**SHORT TASK**
Rewrite the material from its start through the line that contains "274], [232, 274]]", changing "outline" to "contour" and leaving everything else unchanged.

Recorded data:
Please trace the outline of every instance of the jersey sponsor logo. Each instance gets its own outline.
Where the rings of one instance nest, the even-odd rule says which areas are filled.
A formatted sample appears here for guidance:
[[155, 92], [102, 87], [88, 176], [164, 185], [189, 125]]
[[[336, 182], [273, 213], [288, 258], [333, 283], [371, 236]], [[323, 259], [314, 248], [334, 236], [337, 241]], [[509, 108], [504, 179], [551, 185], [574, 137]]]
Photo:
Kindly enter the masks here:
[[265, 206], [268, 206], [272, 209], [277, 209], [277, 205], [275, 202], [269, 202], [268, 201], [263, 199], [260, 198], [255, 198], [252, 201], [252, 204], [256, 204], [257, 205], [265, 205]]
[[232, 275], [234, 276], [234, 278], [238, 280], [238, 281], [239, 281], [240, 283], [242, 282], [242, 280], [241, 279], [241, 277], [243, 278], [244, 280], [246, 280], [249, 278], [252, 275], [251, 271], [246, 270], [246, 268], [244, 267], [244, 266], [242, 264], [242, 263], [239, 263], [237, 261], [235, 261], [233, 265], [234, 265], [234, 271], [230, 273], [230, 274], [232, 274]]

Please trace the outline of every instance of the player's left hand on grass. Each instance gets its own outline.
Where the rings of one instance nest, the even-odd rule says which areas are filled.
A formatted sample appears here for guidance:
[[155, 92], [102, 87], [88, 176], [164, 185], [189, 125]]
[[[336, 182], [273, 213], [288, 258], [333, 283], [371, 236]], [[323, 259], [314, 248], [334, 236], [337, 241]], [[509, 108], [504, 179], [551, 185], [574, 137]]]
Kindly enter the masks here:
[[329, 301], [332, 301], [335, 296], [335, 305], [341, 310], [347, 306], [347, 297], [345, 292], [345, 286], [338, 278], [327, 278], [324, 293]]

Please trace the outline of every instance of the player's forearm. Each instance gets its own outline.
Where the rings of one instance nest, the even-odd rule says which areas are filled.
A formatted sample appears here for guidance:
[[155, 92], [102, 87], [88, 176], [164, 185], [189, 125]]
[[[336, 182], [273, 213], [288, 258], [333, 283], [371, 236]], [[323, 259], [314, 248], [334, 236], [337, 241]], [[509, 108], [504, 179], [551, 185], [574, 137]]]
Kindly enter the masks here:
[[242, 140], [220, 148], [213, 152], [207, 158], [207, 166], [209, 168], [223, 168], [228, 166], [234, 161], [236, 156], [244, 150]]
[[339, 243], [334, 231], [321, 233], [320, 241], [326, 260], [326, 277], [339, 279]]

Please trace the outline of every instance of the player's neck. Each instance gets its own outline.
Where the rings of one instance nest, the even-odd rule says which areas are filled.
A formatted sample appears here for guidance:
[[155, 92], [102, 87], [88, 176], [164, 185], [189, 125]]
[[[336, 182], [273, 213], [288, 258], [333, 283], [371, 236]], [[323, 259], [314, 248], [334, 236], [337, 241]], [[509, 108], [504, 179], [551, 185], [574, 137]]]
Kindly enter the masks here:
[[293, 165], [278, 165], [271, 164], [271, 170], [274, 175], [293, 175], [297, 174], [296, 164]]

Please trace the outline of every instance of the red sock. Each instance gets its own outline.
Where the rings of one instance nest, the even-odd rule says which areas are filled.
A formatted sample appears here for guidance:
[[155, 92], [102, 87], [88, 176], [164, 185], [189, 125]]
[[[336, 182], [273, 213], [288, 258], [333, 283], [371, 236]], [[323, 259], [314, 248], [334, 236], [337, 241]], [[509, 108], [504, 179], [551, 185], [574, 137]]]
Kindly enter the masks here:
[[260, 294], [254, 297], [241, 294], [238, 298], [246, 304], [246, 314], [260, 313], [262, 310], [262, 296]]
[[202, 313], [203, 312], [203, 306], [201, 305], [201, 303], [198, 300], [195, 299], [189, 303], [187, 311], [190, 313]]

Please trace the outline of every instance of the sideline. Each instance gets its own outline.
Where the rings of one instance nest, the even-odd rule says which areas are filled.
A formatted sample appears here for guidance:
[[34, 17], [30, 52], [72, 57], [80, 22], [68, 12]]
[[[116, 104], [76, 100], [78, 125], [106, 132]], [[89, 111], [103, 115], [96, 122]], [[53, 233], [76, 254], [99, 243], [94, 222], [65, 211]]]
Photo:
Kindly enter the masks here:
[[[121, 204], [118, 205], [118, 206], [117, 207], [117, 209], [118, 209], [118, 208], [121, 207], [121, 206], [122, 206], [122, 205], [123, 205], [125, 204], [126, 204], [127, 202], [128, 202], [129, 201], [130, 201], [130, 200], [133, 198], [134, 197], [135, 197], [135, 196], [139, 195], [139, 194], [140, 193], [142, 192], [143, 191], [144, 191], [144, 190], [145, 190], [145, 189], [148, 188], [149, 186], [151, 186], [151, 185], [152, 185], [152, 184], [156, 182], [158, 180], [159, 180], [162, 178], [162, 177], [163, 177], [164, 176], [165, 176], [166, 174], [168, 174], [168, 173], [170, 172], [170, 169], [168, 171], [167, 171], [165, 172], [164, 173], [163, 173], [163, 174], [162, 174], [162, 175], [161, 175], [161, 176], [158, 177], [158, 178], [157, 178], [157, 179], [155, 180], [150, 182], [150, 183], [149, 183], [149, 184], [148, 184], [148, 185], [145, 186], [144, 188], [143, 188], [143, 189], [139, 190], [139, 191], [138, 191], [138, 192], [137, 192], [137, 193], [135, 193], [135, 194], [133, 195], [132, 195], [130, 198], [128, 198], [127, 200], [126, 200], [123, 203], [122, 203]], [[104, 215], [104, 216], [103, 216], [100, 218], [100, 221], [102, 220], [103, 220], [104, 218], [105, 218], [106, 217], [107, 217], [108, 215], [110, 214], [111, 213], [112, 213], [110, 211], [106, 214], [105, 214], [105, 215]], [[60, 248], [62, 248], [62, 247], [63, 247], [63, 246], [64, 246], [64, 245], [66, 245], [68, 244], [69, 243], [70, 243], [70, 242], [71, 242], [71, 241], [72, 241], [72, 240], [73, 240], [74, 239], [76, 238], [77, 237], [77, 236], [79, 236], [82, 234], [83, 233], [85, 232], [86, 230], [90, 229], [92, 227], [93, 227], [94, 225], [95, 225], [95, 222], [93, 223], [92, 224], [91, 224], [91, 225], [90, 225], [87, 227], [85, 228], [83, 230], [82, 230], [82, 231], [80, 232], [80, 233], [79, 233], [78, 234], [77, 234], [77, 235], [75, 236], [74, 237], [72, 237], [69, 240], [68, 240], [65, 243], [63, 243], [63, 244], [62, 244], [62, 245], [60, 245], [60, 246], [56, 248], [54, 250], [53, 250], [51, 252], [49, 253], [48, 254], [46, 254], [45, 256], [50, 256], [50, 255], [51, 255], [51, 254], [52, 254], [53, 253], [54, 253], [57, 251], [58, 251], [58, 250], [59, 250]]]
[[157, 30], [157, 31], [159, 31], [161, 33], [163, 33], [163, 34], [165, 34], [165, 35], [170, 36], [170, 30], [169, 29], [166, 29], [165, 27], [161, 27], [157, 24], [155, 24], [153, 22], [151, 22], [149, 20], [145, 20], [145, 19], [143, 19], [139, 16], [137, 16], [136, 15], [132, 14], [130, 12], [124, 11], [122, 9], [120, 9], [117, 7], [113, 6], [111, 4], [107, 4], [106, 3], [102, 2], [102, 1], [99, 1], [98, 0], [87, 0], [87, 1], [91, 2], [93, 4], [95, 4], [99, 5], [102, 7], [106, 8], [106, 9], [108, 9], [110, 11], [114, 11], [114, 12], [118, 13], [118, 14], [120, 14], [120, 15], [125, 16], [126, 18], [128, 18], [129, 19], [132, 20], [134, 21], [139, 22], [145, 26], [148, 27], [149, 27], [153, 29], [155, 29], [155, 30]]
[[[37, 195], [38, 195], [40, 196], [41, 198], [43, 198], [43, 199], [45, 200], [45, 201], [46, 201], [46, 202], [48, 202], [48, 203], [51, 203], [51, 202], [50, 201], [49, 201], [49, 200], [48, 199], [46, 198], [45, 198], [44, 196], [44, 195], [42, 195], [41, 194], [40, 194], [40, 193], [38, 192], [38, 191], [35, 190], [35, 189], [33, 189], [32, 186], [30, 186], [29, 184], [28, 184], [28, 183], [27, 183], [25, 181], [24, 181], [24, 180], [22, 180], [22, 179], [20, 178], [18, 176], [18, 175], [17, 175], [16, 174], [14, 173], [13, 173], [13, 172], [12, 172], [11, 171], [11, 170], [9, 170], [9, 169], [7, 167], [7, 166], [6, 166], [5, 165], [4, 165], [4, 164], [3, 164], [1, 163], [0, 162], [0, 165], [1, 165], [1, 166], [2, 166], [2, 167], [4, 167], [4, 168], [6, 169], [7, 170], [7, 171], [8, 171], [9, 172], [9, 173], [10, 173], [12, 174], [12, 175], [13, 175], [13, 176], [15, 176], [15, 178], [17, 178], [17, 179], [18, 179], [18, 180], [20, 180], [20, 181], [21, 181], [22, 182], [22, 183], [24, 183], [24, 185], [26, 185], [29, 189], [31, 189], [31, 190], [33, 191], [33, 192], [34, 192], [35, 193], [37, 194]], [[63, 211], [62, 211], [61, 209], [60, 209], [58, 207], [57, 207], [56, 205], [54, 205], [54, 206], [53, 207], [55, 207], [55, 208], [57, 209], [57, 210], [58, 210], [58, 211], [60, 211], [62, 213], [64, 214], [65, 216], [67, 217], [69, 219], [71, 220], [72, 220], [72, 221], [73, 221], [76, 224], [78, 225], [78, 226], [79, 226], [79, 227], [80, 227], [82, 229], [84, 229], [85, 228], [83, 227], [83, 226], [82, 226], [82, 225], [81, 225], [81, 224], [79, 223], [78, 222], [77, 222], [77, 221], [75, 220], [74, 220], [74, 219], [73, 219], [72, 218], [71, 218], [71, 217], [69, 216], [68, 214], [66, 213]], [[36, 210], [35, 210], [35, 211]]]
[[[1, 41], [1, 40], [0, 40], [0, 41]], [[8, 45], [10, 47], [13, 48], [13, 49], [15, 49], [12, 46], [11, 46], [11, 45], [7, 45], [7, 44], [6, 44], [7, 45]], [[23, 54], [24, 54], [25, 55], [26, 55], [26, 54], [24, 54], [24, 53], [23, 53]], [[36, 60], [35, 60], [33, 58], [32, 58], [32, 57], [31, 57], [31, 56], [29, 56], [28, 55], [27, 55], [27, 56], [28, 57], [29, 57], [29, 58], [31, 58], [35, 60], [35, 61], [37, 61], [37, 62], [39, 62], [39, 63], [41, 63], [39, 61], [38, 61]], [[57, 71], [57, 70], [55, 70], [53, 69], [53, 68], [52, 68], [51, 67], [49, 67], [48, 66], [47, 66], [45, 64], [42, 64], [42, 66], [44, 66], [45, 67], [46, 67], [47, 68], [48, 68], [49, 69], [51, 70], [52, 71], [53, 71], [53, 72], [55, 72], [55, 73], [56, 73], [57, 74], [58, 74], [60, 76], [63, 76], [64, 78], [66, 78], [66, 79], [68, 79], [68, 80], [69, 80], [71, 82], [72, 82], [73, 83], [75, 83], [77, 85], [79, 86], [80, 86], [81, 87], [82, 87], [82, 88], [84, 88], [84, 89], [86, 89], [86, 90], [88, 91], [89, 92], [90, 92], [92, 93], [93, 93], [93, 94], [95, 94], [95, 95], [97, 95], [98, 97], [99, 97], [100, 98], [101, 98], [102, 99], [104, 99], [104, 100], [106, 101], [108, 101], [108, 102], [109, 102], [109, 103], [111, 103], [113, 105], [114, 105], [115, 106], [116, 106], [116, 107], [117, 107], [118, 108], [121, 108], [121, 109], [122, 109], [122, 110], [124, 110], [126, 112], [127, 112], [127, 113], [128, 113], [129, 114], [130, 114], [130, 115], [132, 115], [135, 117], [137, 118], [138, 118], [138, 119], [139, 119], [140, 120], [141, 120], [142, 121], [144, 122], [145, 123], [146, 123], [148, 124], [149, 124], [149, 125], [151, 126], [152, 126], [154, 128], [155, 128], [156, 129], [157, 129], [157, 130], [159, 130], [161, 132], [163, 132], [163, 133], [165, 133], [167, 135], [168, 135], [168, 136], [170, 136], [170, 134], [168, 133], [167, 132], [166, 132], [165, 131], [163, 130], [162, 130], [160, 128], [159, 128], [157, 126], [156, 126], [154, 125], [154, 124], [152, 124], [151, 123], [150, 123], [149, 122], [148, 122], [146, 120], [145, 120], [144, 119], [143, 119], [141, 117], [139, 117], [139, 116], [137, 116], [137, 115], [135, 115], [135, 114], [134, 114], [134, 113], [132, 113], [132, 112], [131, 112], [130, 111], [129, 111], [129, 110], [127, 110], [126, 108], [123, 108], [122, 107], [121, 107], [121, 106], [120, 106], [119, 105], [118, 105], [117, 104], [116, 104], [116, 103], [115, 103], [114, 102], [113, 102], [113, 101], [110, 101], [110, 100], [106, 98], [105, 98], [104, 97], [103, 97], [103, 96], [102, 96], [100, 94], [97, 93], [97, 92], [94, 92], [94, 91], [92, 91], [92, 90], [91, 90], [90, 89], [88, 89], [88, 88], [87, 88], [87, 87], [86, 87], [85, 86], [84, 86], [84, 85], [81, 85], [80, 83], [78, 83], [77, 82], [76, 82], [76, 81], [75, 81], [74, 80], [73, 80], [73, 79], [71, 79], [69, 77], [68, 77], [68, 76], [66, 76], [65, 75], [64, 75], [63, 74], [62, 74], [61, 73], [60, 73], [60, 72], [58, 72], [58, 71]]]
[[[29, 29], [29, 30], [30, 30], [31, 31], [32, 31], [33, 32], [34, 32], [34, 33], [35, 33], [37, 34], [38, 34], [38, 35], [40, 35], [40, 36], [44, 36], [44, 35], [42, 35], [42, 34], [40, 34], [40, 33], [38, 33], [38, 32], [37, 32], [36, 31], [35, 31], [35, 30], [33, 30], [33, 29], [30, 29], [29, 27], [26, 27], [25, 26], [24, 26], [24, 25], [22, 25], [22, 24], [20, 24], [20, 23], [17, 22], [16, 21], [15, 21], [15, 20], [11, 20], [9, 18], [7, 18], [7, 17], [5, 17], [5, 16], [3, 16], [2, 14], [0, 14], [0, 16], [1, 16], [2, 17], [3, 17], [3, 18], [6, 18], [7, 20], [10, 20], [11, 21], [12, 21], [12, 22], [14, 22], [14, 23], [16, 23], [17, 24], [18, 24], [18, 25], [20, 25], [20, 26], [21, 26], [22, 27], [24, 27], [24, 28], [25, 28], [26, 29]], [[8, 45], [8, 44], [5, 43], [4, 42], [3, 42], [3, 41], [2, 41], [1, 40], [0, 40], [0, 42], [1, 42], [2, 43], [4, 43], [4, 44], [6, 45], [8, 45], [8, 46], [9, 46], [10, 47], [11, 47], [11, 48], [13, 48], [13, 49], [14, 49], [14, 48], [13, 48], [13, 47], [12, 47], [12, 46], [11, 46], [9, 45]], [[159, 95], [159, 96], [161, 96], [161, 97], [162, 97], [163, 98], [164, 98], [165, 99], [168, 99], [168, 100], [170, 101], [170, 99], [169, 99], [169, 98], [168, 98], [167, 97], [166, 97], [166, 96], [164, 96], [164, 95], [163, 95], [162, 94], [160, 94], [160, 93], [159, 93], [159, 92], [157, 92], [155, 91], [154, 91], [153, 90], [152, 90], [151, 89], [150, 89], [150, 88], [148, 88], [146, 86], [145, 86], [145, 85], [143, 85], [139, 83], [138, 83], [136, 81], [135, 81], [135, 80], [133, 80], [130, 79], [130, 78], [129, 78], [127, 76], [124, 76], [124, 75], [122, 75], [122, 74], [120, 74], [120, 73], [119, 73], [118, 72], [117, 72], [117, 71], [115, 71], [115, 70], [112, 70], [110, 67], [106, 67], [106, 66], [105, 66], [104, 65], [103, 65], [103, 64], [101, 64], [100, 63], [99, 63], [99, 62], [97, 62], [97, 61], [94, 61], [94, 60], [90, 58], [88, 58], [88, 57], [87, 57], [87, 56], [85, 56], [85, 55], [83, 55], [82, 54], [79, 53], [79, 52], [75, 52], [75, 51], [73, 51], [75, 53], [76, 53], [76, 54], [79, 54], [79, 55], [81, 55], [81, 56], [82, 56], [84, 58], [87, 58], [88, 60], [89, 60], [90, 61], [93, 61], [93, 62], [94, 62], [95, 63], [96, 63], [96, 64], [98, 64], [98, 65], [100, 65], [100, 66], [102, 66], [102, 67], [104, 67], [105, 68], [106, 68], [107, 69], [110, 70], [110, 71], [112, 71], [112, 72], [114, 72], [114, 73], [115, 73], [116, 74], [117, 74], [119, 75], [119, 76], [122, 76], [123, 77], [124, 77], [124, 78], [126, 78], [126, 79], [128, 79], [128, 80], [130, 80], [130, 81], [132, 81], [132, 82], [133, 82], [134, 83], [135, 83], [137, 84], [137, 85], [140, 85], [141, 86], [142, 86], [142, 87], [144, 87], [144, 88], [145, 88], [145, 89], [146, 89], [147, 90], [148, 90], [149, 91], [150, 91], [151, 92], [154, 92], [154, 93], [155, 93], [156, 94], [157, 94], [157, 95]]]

**REPLY**
Please trace the contour of every instance of the jersey sponsor logo. Each instance gets its own contour.
Where the rings of one instance nest, the even-odd rule says which areas are filled.
A formatted sample appears here for guidance:
[[155, 92], [102, 87], [88, 176], [164, 185], [189, 125]]
[[[336, 182], [273, 213], [288, 258], [333, 283], [371, 236]], [[323, 259], [314, 248], [334, 236], [337, 241]], [[509, 108], [504, 179], [551, 185], [574, 137]]]
Photo:
Kindly enter the masks here:
[[265, 206], [268, 206], [272, 209], [277, 209], [277, 205], [275, 202], [269, 202], [268, 201], [263, 199], [260, 198], [255, 198], [252, 201], [252, 204], [256, 204], [257, 205], [265, 205]]
[[232, 275], [234, 276], [234, 278], [238, 280], [238, 281], [239, 281], [240, 283], [242, 282], [242, 280], [241, 279], [241, 277], [243, 278], [244, 280], [246, 280], [249, 278], [252, 275], [251, 271], [246, 270], [246, 268], [244, 267], [244, 266], [242, 264], [242, 263], [239, 263], [237, 261], [235, 261], [233, 265], [234, 265], [234, 271], [230, 273], [230, 274], [232, 274]]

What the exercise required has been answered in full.